(Entries listed in a dataset)
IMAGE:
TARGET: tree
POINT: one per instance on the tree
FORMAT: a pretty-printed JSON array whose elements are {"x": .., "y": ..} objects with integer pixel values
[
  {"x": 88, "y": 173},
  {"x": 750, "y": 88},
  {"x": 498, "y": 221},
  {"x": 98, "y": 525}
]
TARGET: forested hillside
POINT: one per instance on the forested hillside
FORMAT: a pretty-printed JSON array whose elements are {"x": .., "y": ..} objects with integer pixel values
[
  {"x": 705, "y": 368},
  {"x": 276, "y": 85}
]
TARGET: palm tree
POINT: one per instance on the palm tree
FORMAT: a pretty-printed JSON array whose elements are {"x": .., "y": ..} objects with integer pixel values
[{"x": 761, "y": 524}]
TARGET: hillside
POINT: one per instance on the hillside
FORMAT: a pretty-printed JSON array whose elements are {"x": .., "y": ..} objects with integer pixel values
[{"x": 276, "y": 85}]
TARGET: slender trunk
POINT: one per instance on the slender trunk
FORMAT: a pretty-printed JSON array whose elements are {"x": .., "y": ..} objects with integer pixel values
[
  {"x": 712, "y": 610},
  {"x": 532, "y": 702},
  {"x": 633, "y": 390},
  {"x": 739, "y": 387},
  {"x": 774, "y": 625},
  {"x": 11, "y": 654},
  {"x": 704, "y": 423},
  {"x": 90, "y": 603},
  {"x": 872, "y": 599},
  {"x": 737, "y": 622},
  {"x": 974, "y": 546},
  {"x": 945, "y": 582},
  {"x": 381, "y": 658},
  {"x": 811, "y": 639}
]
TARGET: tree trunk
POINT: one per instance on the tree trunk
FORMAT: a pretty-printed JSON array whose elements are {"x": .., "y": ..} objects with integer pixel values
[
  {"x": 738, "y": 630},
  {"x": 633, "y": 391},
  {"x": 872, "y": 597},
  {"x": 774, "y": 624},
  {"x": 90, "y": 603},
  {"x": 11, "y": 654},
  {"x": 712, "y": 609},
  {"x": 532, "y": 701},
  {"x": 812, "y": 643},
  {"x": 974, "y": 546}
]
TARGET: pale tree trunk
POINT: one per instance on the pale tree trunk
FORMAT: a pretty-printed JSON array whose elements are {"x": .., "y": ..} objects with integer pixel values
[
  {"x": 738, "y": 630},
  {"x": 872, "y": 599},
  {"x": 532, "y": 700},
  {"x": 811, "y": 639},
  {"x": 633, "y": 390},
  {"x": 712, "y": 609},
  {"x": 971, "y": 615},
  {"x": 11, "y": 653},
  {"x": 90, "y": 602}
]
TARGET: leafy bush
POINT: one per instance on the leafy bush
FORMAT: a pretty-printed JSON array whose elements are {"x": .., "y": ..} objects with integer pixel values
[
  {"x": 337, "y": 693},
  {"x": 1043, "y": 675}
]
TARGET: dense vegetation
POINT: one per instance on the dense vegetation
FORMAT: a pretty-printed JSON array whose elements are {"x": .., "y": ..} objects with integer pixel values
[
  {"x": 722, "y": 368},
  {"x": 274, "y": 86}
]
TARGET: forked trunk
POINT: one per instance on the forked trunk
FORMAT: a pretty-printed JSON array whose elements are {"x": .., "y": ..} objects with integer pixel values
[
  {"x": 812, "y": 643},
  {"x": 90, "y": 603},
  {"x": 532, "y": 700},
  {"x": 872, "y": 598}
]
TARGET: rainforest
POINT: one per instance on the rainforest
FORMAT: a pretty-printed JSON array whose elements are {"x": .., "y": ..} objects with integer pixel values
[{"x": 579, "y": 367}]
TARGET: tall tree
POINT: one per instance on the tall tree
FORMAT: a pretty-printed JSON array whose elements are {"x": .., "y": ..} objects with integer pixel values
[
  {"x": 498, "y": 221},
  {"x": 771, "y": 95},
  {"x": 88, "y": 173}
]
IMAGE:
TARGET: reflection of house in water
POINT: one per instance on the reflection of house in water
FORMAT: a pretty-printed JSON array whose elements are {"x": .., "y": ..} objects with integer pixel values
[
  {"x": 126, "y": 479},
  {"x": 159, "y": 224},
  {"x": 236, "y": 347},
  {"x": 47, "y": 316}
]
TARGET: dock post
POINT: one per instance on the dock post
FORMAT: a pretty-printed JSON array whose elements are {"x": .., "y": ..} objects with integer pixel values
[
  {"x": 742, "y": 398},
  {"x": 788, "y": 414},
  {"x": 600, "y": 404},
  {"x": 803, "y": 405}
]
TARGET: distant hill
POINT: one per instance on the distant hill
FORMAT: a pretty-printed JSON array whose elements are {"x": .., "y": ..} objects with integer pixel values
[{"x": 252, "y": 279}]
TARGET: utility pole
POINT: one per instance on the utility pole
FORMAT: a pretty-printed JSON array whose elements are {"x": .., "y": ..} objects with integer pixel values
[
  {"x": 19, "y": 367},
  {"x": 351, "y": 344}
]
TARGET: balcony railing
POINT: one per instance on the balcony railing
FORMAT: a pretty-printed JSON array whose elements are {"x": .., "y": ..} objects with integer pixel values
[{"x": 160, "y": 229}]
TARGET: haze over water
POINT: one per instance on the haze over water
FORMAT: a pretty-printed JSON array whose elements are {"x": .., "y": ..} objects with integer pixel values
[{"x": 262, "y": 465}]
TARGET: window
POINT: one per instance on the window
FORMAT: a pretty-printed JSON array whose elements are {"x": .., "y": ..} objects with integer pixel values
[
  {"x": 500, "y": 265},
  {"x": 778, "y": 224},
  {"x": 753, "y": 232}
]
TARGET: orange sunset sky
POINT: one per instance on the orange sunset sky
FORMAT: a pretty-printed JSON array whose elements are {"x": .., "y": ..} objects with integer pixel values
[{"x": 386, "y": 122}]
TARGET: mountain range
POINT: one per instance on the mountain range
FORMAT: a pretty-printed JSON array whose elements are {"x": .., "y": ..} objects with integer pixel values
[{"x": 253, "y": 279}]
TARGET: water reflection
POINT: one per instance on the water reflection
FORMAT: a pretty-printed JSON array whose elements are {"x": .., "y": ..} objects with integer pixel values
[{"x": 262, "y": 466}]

## WORK TO COMPLETE
Can you reproduce all of the material above, replacing every "integer pixel values" with "whole-number pixel values" and leaving everything else unchanged?

## THE REPLY
IMAGE:
TARGET: tree
POINT: one per instance on the tree
FORMAT: a pretty-printed JSON array whose elements are {"x": .., "y": ..} objects with whole-number pixel values
[
  {"x": 88, "y": 173},
  {"x": 750, "y": 88},
  {"x": 498, "y": 221},
  {"x": 98, "y": 525}
]
TARGET: forested hillside
POINT: one per instance on the forested hillside
FORMAT: a pretty-printed JSON array whose elements are {"x": .., "y": ..} objects with whole-number pixel values
[
  {"x": 705, "y": 368},
  {"x": 276, "y": 85}
]
TARGET: palm tree
POINT: one per instance on the palm tree
FORMAT: a pretty-printed JSON array whose elements are {"x": .., "y": ..} objects with whole-number pixel values
[{"x": 761, "y": 524}]
TARGET: hillside
POINT: one per instance on the hillside
FORMAT: a pretty-printed JSON array whose elements are {"x": .., "y": ..} objects with whole-number pixel values
[{"x": 276, "y": 85}]
TARGET: slender trunk
POINT: one per instance on the slender trunk
FORMAT: a pretty-printed JSON array whose elements are {"x": .., "y": ..} objects with whole-number pixel values
[
  {"x": 712, "y": 610},
  {"x": 532, "y": 702},
  {"x": 633, "y": 390},
  {"x": 739, "y": 387},
  {"x": 774, "y": 625},
  {"x": 11, "y": 654},
  {"x": 704, "y": 423},
  {"x": 90, "y": 603},
  {"x": 872, "y": 599},
  {"x": 737, "y": 622},
  {"x": 974, "y": 546},
  {"x": 945, "y": 582},
  {"x": 381, "y": 658},
  {"x": 811, "y": 639}
]
TARGET: tree trunk
POINT: one per instance on the tree trunk
FORMAT: a pretty-printed JSON array whose elements are {"x": .., "y": ..} objects with whole-number pixel values
[
  {"x": 738, "y": 630},
  {"x": 633, "y": 391},
  {"x": 872, "y": 597},
  {"x": 774, "y": 624},
  {"x": 90, "y": 603},
  {"x": 11, "y": 654},
  {"x": 712, "y": 609},
  {"x": 532, "y": 701},
  {"x": 812, "y": 643},
  {"x": 974, "y": 546}
]
TARGET: pale tree trunk
POINT: one per instance on the pale tree trunk
FORMAT: a pretty-printed JSON array whose elements are {"x": .., "y": ..} objects with whole-number pixel values
[
  {"x": 738, "y": 630},
  {"x": 872, "y": 599},
  {"x": 532, "y": 700},
  {"x": 811, "y": 639},
  {"x": 633, "y": 390},
  {"x": 712, "y": 609},
  {"x": 971, "y": 615},
  {"x": 11, "y": 653},
  {"x": 90, "y": 602}
]
TARGET: leafy bush
POINT: one per instance on the leafy bush
FORMAT: a pretty-printed JSON array whose elements are {"x": .., "y": ..} objects with whole-number pixel values
[
  {"x": 337, "y": 693},
  {"x": 1043, "y": 675}
]
TARGET: dense vegetation
POINT: one per instance on the dense vegetation
FORMAT: a pretty-printed JSON array whose elements are {"x": .., "y": ..} objects with whole-number pixel values
[
  {"x": 722, "y": 368},
  {"x": 274, "y": 86}
]
TARGET: forked trunk
POINT: one per instance on the forked trunk
FORMAT: a pretty-printed JSON array whose elements are {"x": .., "y": ..} objects with whole-number pixel values
[
  {"x": 812, "y": 643},
  {"x": 90, "y": 603},
  {"x": 532, "y": 700},
  {"x": 872, "y": 598}
]
TARGET: rainforest
POINT: one per instance on the rainforest
FORMAT: a pretty-printed JSON array whose elements are {"x": .., "y": ..} objects with whole-number pixel values
[{"x": 579, "y": 367}]
TARGET: tall tree
POINT: one per instance on the tall tree
FORMAT: a pretty-printed JSON array whose elements are {"x": .., "y": ..} objects with whole-number pixel values
[
  {"x": 498, "y": 221},
  {"x": 771, "y": 95},
  {"x": 88, "y": 173}
]
IMAGE:
TARGET: reflection of house in water
POINT: one per instance on the reflection of house in water
FORMAT: a pretty-printed JSON array whose elements are {"x": .., "y": ..} objects with whole-number pixel values
[
  {"x": 126, "y": 479},
  {"x": 159, "y": 224},
  {"x": 236, "y": 347},
  {"x": 47, "y": 316}
]
TARGET: dock post
POINT: one per instance on the dock post
FORMAT: a pretty-printed JSON array whose elements are {"x": .., "y": ..} objects with whole-number pixel values
[
  {"x": 742, "y": 398},
  {"x": 788, "y": 414},
  {"x": 600, "y": 404},
  {"x": 803, "y": 405}
]
TARGET: distant hill
POINT: one per instance on the distant hill
FORMAT: a pretty-printed JSON array whose elements are {"x": .., "y": ..} objects with whole-number pixel values
[{"x": 252, "y": 279}]
TARGET: utility pole
POINT: one per instance on the utility pole
FORMAT: a pretty-printed JSON array whose elements are {"x": .., "y": ..} objects with whole-number pixel values
[
  {"x": 19, "y": 367},
  {"x": 351, "y": 344}
]
TARGET: balcony railing
POINT: one per instance on the balcony railing
FORMAT: a pretty-printed JSON array whose elements are {"x": .., "y": ..} objects with whole-number pixel values
[{"x": 160, "y": 229}]
TARGET: haze over water
POINT: one per instance on the haze over water
FORMAT: a pretty-printed JSON array whose elements are {"x": .., "y": ..} objects with whole-number pixel values
[{"x": 262, "y": 465}]
TARGET: window
POINT: one per instance on the window
FORMAT: a pretty-printed JSON array whose elements are {"x": .., "y": ..} objects with whole-number pixel values
[
  {"x": 500, "y": 265},
  {"x": 778, "y": 224},
  {"x": 753, "y": 232}
]
TARGET: orange sunset sky
POINT: one per instance on the orange sunset sky
FORMAT: a pretty-printed JSON array whose elements are {"x": .., "y": ..} objects with whole-number pixel values
[{"x": 386, "y": 122}]
TARGET: mountain range
POINT: one per instance on the mountain range
FORMAT: a pretty-printed JSON array whose elements are {"x": .., "y": ..} objects with whole-number pixel values
[{"x": 253, "y": 279}]
TARGET: water reflection
POINT: one per instance on the water reflection
FORMAT: a pretty-printed JSON array whose elements are {"x": .., "y": ..} objects with whole-number pixel values
[{"x": 262, "y": 466}]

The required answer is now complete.